DATA Start Marker

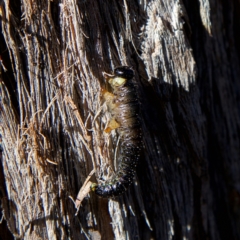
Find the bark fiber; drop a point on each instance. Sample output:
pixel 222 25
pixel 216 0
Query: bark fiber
pixel 52 118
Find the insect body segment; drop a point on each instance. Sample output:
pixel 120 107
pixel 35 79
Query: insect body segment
pixel 124 106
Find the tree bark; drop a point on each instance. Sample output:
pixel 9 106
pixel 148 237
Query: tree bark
pixel 186 60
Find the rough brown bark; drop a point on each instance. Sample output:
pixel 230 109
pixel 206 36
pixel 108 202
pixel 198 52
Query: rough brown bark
pixel 186 59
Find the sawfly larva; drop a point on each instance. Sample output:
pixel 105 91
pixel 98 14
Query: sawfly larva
pixel 123 105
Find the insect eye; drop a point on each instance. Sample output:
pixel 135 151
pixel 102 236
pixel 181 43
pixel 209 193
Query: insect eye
pixel 124 72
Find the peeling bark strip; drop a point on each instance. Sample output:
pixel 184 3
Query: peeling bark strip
pixel 124 106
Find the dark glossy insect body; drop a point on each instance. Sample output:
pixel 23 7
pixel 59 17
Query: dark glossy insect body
pixel 125 111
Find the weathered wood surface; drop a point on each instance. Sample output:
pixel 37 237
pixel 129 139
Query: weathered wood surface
pixel 186 58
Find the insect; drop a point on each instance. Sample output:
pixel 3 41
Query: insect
pixel 123 104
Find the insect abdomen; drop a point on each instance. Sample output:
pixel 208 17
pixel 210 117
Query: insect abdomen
pixel 126 113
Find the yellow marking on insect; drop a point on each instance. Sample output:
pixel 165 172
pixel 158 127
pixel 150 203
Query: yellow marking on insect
pixel 117 81
pixel 107 95
pixel 113 124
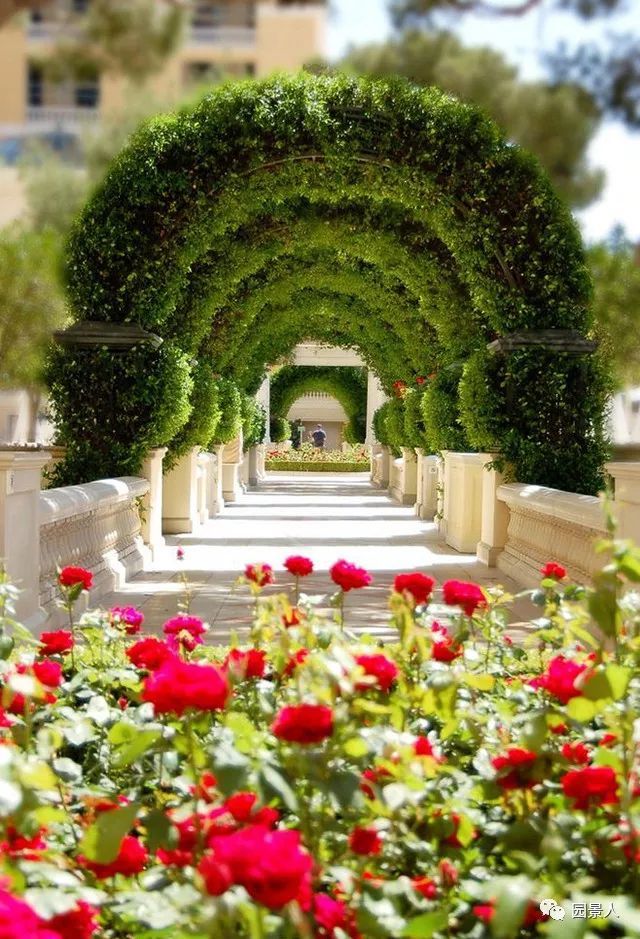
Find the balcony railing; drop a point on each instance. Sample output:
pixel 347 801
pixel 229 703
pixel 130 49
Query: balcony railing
pixel 244 36
pixel 62 118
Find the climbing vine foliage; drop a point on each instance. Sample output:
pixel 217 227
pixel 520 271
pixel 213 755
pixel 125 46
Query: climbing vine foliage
pixel 372 215
pixel 348 385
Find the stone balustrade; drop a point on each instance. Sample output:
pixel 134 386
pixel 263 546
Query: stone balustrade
pixel 548 524
pixel 97 526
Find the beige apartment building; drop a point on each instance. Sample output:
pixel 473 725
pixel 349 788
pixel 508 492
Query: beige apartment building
pixel 223 38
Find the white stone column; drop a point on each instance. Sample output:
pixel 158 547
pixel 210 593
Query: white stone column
pixel 152 501
pixel 180 502
pixel 385 467
pixel 203 477
pixel 409 476
pixel 231 461
pixel 261 456
pixel 442 489
pixel 218 499
pixel 495 515
pixel 626 506
pixel 419 481
pixel 20 478
pixel 429 503
pixel 463 500
pixel 375 398
pixel 263 398
pixel 251 459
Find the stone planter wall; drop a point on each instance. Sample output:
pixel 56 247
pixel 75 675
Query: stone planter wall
pixel 96 526
pixel 550 525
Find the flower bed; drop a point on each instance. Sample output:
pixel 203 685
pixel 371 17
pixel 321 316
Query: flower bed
pixel 353 459
pixel 309 783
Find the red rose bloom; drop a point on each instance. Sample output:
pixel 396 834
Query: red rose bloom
pixel 260 574
pixel 553 571
pixel 245 664
pixel 70 576
pixel 371 778
pixel 299 566
pixel 296 659
pixel 216 876
pixel 303 723
pixel 466 595
pixel 576 753
pixel 419 586
pixel 349 577
pixel 184 631
pixel 444 647
pixel 149 653
pixel 513 768
pixel 128 617
pixel 131 860
pixel 379 667
pixel 177 686
pixel 591 786
pixel 331 914
pixel 48 673
pixel 559 678
pixel 270 865
pixel 365 841
pixel 19 921
pixel 293 618
pixel 56 643
pixel 422 747
pixel 426 886
pixel 79 923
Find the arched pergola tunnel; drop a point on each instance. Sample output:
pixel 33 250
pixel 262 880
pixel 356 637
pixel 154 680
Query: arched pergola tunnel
pixel 374 216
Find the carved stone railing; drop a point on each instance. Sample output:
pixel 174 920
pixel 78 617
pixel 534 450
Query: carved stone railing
pixel 96 526
pixel 550 525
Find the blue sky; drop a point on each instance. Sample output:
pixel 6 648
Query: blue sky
pixel 614 149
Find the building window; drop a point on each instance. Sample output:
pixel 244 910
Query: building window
pixel 200 73
pixel 210 15
pixel 87 93
pixel 35 86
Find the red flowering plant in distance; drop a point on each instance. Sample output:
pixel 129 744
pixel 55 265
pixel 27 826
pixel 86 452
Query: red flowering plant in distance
pixel 309 782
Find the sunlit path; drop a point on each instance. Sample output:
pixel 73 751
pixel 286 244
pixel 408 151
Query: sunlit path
pixel 324 516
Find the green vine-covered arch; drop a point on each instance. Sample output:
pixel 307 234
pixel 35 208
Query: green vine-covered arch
pixel 374 215
pixel 347 384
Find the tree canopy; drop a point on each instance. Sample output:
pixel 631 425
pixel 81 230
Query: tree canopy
pixel 554 122
pixel 366 214
pixel 607 68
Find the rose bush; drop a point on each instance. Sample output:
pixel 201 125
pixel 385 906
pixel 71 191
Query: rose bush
pixel 308 783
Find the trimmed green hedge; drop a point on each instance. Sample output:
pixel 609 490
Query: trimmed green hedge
pixel 297 467
pixel 360 213
pixel 347 385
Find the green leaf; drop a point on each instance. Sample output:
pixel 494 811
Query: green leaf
pixel 422 927
pixel 38 776
pixel 67 769
pixel 343 787
pixel 603 603
pixel 160 832
pixel 243 730
pixel 230 767
pixel 581 709
pixel 142 742
pixel 101 842
pixel 274 785
pixel 356 748
pixel 618 677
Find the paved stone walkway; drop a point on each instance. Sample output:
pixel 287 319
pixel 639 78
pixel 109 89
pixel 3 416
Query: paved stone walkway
pixel 323 516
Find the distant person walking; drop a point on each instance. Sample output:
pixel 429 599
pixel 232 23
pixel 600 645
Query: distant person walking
pixel 319 437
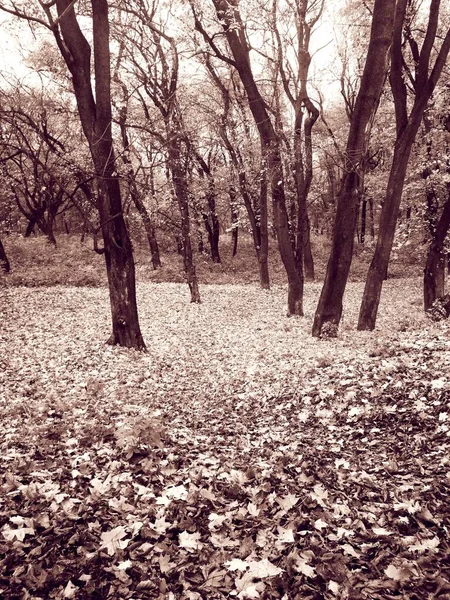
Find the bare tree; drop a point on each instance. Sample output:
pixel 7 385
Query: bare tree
pixel 153 56
pixel 94 108
pixel 306 14
pixel 423 79
pixel 234 31
pixel 329 309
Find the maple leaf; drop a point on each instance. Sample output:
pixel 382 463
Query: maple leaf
pixel 236 564
pixel 302 565
pixel 113 540
pixel 430 544
pixel 263 568
pixel 18 534
pixel 189 541
pixel 288 502
pixel 70 590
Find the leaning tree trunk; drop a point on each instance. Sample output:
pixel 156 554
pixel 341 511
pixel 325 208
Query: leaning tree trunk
pixel 234 209
pixel 329 309
pixel 95 115
pixel 234 32
pixel 434 271
pixel 4 262
pixel 181 192
pixel 407 128
pixel 135 196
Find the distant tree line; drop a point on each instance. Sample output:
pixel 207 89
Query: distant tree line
pixel 204 117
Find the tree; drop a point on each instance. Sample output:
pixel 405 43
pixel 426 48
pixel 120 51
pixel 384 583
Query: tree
pixel 253 196
pixel 130 174
pixel 329 309
pixel 94 107
pixel 154 60
pixel 423 79
pixel 234 31
pixel 294 78
pixel 435 175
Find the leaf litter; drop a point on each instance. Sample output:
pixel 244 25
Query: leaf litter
pixel 239 457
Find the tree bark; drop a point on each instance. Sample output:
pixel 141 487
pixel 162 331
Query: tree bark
pixel 258 222
pixel 135 196
pixel 434 271
pixel 95 116
pixel 230 19
pixel 407 128
pixel 210 217
pixel 329 309
pixel 181 192
pixel 234 219
pixel 4 262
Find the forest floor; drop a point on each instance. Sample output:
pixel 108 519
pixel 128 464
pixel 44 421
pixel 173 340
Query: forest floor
pixel 238 457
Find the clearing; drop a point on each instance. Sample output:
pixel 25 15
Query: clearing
pixel 239 457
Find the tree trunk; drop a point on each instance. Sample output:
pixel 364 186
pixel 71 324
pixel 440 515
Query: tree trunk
pixel 135 196
pixel 181 192
pixel 263 250
pixel 372 219
pixel 407 128
pixel 235 34
pixel 258 228
pixel 434 272
pixel 234 219
pixel 362 235
pixel 4 262
pixel 95 115
pixel 329 309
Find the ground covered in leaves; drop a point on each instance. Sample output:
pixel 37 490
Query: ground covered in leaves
pixel 238 457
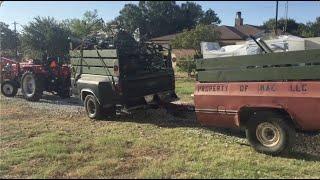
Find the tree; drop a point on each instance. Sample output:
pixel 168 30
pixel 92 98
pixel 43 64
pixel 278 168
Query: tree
pixel 8 40
pixel 157 18
pixel 44 36
pixel 210 17
pixel 82 27
pixel 292 25
pixel 192 39
pixel 191 14
pixel 311 29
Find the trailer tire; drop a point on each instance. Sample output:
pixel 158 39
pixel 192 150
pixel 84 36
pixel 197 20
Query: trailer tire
pixel 270 134
pixel 93 108
pixel 9 89
pixel 31 86
pixel 64 94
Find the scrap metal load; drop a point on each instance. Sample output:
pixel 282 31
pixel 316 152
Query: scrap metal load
pixel 145 56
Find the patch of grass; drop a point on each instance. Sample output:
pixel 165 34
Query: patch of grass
pixel 59 146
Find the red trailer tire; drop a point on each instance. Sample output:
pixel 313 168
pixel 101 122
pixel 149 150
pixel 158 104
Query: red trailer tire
pixel 270 134
pixel 31 86
pixel 9 89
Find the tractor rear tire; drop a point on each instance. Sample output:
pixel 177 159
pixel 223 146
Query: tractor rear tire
pixel 9 89
pixel 31 86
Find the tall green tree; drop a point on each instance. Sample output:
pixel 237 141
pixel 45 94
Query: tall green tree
pixel 89 23
pixel 9 40
pixel 44 36
pixel 210 17
pixel 292 25
pixel 191 39
pixel 157 18
pixel 311 29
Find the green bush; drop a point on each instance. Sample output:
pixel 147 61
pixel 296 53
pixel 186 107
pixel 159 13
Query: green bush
pixel 186 65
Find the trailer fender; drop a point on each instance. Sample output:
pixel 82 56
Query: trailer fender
pixel 245 112
pixel 85 92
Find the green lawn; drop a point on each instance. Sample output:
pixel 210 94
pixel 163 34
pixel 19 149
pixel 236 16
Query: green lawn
pixel 38 144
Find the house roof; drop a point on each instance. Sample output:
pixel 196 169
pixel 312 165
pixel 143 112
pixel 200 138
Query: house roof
pixel 226 33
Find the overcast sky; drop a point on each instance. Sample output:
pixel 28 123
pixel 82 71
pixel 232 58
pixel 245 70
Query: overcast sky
pixel 253 12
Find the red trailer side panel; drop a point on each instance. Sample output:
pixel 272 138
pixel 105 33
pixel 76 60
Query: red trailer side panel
pixel 218 104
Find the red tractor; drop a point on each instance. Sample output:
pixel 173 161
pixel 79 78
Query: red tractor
pixel 35 77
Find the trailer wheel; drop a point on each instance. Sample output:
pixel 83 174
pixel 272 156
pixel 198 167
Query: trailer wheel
pixel 270 134
pixel 9 89
pixel 31 86
pixel 93 108
pixel 64 93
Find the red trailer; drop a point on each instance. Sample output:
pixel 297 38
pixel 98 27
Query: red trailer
pixel 270 96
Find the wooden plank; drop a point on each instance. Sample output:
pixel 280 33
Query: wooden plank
pixel 93 62
pixel 283 58
pixel 263 74
pixel 92 70
pixel 111 53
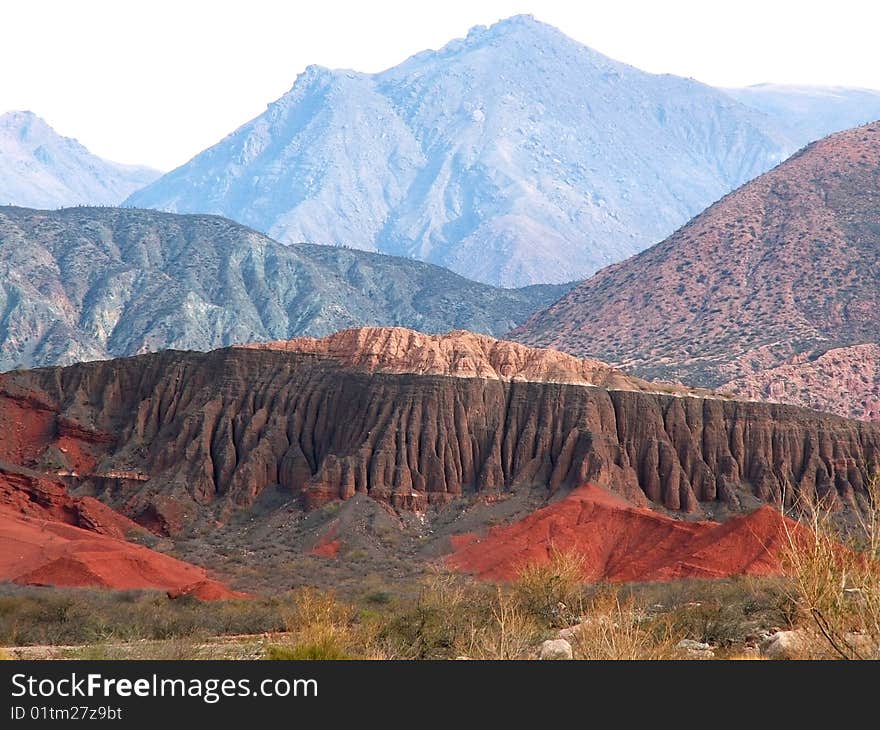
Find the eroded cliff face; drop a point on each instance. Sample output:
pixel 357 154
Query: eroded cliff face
pixel 180 437
pixel 459 354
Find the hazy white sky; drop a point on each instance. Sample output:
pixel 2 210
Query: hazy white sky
pixel 156 82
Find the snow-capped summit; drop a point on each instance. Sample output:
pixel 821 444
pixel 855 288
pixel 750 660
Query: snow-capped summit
pixel 514 155
pixel 41 169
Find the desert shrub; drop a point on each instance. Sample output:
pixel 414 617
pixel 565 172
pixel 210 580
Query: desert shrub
pixel 835 577
pixel 613 628
pixel 438 622
pixel 319 626
pixel 509 632
pixel 551 590
pixel 84 616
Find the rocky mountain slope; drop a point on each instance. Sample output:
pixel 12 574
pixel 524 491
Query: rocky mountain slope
pixel 175 439
pixel 512 156
pixel 808 113
pixel 41 169
pixel 91 283
pixel 779 281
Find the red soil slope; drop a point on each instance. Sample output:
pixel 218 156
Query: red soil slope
pixel 44 552
pixel 48 537
pixel 621 542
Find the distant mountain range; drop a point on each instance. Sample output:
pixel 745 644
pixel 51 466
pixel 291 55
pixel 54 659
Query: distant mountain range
pixel 772 293
pixel 41 169
pixel 513 156
pixel 93 283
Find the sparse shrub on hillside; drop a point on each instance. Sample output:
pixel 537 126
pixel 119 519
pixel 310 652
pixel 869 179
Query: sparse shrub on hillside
pixel 551 591
pixel 614 628
pixel 321 627
pixel 838 588
pixel 509 633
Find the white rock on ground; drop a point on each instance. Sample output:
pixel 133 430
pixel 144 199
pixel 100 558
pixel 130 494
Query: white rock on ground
pixel 555 649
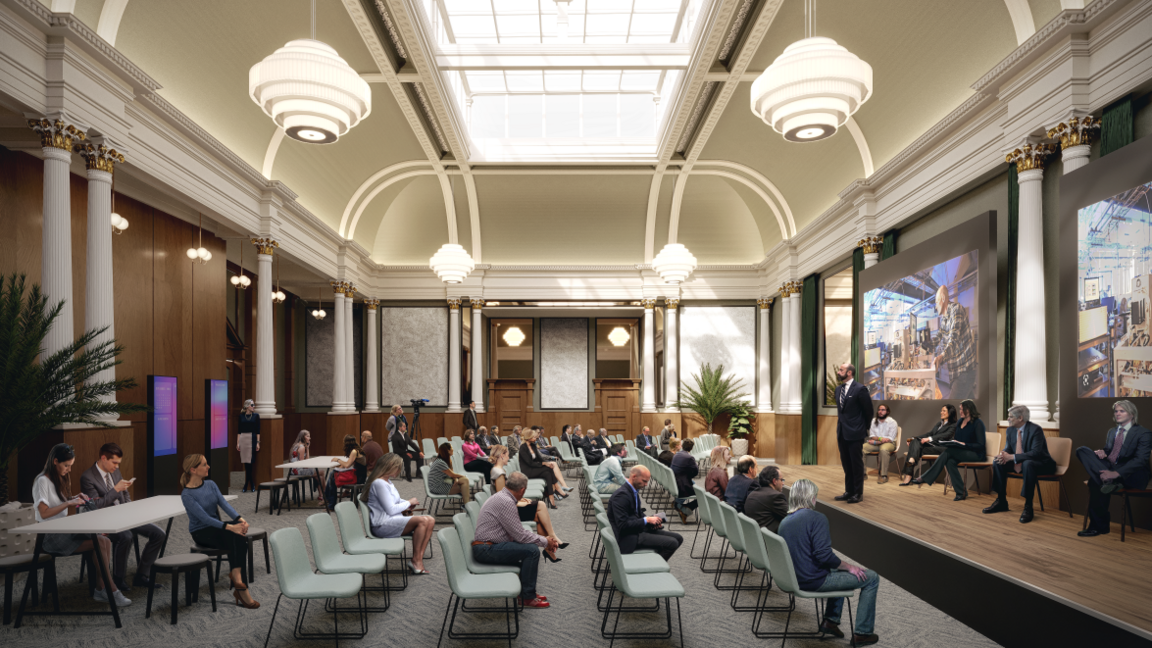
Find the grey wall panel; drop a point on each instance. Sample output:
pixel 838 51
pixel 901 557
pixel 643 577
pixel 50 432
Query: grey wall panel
pixel 719 334
pixel 414 343
pixel 563 363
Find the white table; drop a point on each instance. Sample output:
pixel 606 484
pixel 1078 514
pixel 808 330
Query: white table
pixel 93 524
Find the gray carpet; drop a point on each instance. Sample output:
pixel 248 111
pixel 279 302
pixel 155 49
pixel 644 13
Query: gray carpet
pixel 415 618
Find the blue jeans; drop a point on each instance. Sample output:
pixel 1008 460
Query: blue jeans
pixel 524 556
pixel 865 609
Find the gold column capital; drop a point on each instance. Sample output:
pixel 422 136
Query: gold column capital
pixel 55 134
pixel 266 245
pixel 1075 132
pixel 99 157
pixel 1030 157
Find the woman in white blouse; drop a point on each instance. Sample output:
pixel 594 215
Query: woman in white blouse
pixel 52 495
pixel 387 510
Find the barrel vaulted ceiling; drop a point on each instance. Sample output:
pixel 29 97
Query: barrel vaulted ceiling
pixel 419 164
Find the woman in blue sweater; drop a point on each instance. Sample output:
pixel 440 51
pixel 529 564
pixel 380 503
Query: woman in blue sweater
pixel 968 445
pixel 203 502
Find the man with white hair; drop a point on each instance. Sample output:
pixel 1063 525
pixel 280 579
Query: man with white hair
pixel 1027 453
pixel 631 528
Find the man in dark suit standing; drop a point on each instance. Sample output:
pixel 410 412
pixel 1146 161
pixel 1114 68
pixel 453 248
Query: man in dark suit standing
pixel 106 487
pixel 1122 462
pixel 644 442
pixel 1027 452
pixel 854 417
pixel 470 421
pixel 631 528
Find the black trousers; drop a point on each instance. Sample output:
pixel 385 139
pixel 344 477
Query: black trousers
pixel 851 459
pixel 122 547
pixel 1031 471
pixel 235 545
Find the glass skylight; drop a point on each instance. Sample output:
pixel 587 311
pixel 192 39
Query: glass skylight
pixel 599 70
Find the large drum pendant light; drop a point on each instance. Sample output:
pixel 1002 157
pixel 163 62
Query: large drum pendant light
pixel 309 90
pixel 812 88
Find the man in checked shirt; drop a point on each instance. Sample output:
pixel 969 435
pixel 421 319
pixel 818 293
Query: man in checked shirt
pixel 501 540
pixel 956 347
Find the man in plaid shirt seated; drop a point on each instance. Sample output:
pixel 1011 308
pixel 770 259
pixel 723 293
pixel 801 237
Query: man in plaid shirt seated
pixel 501 540
pixel 956 347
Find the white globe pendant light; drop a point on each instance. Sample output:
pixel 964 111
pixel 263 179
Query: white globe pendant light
pixel 309 90
pixel 452 263
pixel 674 263
pixel 812 88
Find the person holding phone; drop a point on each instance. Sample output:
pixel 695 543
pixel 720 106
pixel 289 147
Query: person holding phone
pixel 105 486
pixel 52 496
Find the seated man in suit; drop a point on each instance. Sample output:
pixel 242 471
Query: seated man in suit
pixel 104 486
pixel 631 528
pixel 1027 452
pixel 1122 462
pixel 767 504
pixel 645 443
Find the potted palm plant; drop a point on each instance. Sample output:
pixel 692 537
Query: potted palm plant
pixel 713 396
pixel 36 397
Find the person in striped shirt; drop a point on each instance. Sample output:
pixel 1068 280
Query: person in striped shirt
pixel 501 540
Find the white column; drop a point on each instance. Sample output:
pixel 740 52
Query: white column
pixel 1031 387
pixel 99 307
pixel 648 400
pixel 454 341
pixel 265 358
pixel 55 258
pixel 764 397
pixel 371 382
pixel 339 377
pixel 349 348
pixel 478 384
pixel 671 354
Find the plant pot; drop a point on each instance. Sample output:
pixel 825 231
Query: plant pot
pixel 739 447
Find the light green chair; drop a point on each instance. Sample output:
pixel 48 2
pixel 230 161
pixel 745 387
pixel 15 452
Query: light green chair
pixel 785 575
pixel 357 543
pixel 300 584
pixel 467 586
pixel 638 586
pixel 330 559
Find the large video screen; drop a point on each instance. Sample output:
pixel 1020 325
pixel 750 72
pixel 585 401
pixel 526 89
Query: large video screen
pixel 922 333
pixel 1114 334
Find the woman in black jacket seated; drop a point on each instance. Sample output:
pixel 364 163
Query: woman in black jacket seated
pixel 970 439
pixel 926 443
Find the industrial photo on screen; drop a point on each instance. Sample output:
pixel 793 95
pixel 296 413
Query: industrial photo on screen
pixel 1114 348
pixel 921 333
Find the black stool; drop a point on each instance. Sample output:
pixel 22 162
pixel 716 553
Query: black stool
pixel 22 563
pixel 279 492
pixel 211 552
pixel 254 534
pixel 176 564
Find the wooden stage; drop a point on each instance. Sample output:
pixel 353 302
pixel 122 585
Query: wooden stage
pixel 923 541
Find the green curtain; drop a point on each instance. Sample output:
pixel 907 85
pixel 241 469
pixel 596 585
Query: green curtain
pixel 1116 128
pixel 810 369
pixel 1010 301
pixel 889 245
pixel 857 266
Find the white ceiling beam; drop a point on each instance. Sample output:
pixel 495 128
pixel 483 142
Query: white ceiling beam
pixel 658 57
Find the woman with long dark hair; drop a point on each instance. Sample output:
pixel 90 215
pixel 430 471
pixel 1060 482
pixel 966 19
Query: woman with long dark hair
pixel 52 496
pixel 248 443
pixel 927 443
pixel 203 502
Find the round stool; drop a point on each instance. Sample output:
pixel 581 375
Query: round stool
pixel 176 564
pixel 254 534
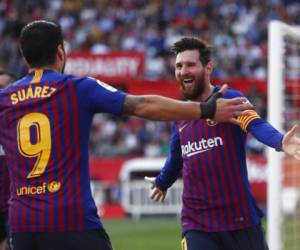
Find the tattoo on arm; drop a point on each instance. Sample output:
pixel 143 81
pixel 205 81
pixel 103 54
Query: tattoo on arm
pixel 131 103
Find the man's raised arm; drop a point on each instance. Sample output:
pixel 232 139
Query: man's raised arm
pixel 161 108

DATA End Marker

* **EXERCISE PROMPT**
Go to the line above holding "pixel 825 231", then copy exactly each line down to and including the one holding "pixel 103 54", leaving pictures out.

* **RESPONSE TO THE EXERCISE**
pixel 825 231
Query: plant pot
pixel 739 447
Find the light green chair; drop a point on each instance. Sample output:
pixel 48 2
pixel 230 161
pixel 745 387
pixel 15 452
Query: light green chair
pixel 785 575
pixel 357 543
pixel 300 584
pixel 467 586
pixel 638 586
pixel 330 559
Find the large video screen; drop a point on each instance. Sample output:
pixel 1020 325
pixel 750 72
pixel 585 401
pixel 526 89
Query: large video screen
pixel 922 333
pixel 1114 334
Find the woman in black jacket seated; drop a point on each instance. Sample output:
pixel 364 163
Query: woman in black jacket seated
pixel 970 439
pixel 926 443
Find the industrial photo on screen; drop a point on each instance. Sample output:
pixel 793 95
pixel 296 413
Query: industrial photo on screen
pixel 1114 348
pixel 921 333
Find the black stool; drop a point on each instance. Sample output:
pixel 22 162
pixel 716 553
Query: black stool
pixel 22 563
pixel 279 492
pixel 211 552
pixel 254 534
pixel 176 564
Find the wooden stage; drop a point on each instance. Sample output:
pixel 353 302
pixel 122 585
Query: wooden stage
pixel 923 541
Find the green curtain; drop a point on each instance. Sample output:
pixel 907 85
pixel 241 469
pixel 596 585
Query: green curtain
pixel 1116 128
pixel 810 369
pixel 1010 301
pixel 889 245
pixel 857 266
Find the white ceiling beam; drop a point on each instance. Sample output:
pixel 495 128
pixel 483 142
Query: white ceiling beam
pixel 658 57
Find the woman with long dark hair; drop a point on each instance. Sample output:
pixel 90 215
pixel 430 471
pixel 1060 482
pixel 966 19
Query: woman with long dark hair
pixel 52 496
pixel 248 443
pixel 927 443
pixel 203 502
Find the round stool; drop a point on each instance. Sample output:
pixel 581 375
Query: round stool
pixel 176 564
pixel 254 534
Find the tattoo on arm; drop a point on each instance. Sample output:
pixel 143 81
pixel 205 81
pixel 103 54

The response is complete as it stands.